**THE PROBLEM**
With the line containing "Query: horizontal stabilizer" as the starting point, output every line of the data below through its final line, character for character.

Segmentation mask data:
*** Block opens ***

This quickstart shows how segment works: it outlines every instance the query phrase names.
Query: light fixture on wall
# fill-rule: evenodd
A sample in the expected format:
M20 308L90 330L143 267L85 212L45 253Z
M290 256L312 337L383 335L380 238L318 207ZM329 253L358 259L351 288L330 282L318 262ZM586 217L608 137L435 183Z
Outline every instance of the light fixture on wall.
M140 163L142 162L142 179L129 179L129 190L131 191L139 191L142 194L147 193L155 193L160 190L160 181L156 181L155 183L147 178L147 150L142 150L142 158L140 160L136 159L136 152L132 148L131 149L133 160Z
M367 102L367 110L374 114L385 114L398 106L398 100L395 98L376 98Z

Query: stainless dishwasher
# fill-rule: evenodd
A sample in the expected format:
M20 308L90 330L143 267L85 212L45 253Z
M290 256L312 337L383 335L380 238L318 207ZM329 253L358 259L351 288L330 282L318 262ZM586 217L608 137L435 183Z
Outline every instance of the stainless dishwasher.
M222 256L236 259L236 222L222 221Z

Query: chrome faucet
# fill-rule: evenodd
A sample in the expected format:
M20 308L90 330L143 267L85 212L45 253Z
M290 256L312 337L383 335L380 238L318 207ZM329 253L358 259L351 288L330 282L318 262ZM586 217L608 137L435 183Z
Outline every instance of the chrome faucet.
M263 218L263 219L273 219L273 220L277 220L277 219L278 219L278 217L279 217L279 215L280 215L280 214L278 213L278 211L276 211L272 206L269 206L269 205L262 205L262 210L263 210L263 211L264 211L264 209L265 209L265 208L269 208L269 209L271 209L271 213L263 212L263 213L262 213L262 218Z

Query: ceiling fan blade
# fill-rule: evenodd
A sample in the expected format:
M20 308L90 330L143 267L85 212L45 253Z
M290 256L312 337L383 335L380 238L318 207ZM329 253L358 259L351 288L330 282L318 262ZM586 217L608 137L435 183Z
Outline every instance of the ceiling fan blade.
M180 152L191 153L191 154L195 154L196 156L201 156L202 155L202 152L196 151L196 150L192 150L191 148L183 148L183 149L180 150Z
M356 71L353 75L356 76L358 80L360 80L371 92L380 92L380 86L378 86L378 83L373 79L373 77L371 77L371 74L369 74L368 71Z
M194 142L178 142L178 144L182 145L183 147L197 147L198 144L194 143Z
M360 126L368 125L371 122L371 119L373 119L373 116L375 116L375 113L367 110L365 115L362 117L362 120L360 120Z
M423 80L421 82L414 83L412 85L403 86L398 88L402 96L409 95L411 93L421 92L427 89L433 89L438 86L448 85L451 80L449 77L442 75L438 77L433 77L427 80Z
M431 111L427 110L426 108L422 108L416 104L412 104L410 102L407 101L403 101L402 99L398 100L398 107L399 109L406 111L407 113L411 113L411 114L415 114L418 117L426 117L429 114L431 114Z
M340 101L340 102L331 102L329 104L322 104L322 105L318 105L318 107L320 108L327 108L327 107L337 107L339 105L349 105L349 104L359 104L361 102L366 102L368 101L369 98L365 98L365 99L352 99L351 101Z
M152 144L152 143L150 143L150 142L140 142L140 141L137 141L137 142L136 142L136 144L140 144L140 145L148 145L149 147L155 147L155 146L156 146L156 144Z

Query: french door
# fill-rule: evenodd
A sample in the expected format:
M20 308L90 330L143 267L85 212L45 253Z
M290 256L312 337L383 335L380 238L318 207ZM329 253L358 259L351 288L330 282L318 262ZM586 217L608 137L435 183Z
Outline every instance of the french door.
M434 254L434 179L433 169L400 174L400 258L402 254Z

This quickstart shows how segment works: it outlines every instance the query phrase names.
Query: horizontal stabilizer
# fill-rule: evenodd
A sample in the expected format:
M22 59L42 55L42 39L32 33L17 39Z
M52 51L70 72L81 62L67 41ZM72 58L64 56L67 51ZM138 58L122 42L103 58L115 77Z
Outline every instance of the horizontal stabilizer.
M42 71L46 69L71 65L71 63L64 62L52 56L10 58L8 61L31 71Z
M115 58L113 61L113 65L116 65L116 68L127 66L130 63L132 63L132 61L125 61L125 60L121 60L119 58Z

*** Block closes ***

**WRITTEN ANSWER**
Query: horizontal stabilizer
# fill-rule: evenodd
A sample in the expected format:
M22 59L42 55L42 39L32 33L17 39Z
M52 51L70 72L81 62L67 41ZM72 58L64 56L67 51ZM138 58L122 42L103 58L115 77Z
Outline every instance of the horizontal stabilizer.
M42 71L46 69L71 65L71 63L64 62L52 56L10 58L8 61L31 71Z
M115 58L113 61L113 65L116 65L116 68L127 66L130 63L132 63L132 61L125 61L125 60L121 60L119 58Z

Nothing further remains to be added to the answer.